- _Aim of the task_: Render the part of the material that opens with the line containing "the dry twig" and runs through the end as a Markdown table with the columns No. and Line. Give each non-blank line its own numbered row.

**** Dataset records ****

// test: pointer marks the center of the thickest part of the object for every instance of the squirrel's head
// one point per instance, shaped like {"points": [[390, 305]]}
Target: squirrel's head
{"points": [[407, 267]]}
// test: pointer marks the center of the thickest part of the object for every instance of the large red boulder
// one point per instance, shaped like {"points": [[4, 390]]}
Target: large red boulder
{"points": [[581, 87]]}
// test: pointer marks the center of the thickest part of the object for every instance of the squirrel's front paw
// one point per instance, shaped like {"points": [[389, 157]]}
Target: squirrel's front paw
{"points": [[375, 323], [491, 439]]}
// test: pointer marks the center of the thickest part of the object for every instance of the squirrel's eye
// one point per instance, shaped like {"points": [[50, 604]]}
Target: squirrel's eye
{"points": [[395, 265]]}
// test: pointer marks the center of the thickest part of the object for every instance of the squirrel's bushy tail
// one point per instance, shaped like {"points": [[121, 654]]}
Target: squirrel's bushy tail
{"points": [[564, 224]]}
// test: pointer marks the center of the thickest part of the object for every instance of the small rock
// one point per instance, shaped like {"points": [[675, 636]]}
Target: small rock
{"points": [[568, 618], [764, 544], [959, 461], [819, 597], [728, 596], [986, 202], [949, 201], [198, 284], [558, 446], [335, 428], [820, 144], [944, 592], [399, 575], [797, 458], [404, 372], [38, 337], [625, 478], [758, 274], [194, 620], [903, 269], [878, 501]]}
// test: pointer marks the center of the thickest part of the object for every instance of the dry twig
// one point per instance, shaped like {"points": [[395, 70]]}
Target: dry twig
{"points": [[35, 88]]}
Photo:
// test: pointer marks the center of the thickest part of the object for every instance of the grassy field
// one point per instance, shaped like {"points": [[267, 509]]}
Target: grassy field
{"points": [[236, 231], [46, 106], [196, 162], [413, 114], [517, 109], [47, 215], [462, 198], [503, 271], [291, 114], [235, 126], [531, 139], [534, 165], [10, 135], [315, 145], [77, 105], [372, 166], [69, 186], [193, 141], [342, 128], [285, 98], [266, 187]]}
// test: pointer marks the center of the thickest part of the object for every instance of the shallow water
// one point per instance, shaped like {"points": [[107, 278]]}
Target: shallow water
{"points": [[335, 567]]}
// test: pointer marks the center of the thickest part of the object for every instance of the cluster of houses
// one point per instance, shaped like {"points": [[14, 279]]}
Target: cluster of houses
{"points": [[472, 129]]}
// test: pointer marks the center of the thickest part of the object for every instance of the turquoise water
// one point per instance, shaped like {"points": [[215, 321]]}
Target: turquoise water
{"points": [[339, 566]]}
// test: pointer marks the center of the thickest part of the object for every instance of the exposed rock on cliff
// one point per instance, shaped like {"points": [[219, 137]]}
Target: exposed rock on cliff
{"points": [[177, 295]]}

****

- _Task solution_:
| No. | Line |
|---|---|
| 1 | // test: pointer marks the center of the thickest part of the object for every instance of the dry twig |
| 2 | // one point per instance, shaped like {"points": [[395, 70]]} |
| 3 | Target: dry twig |
| 4 | {"points": [[35, 88]]} |
| 5 | Photo: |
| 6 | // test: pointer marks the center of the thickest part of the object for every instance of the grassy field |
| 7 | // one point per instance, shaped like {"points": [[267, 509]]} |
| 8 | Target: grassy field |
| 9 | {"points": [[236, 231], [46, 106], [196, 162], [413, 114], [517, 109], [47, 215], [462, 198], [503, 271], [291, 114], [235, 126], [531, 139], [534, 165], [10, 135], [315, 145], [77, 105], [372, 166], [69, 186], [193, 141], [342, 128], [285, 98], [266, 187]]} |
| 10 | // test: pointer marks the center of the thickest part of the object for every instance of the shallow water |
| 11 | // one point per instance, shaped like {"points": [[107, 278]]} |
| 12 | Target: shallow water |
| 13 | {"points": [[335, 567]]} |
| 14 | // test: pointer marks the center of the thickest part of the object for every instance of the cluster of houses |
| 15 | // one point per instance, shaped like {"points": [[14, 279]]} |
| 16 | Target: cluster of houses |
| 17 | {"points": [[472, 129]]} |
| 18 | // test: pointer marks the center of the thickest part of the object for every instance of the turquoise water |
| 19 | // one point per instance, shaped like {"points": [[215, 321]]} |
| 20 | Target: turquoise water |
| 21 | {"points": [[339, 566]]} |
| 22 | // test: pointer marks the center of the thickest part of the object for every instance of the exposed rock on cliff |
| 23 | // one point per instance, shaped like {"points": [[219, 137]]} |
| 24 | Target: exposed rock on cliff |
| 25 | {"points": [[177, 295]]} |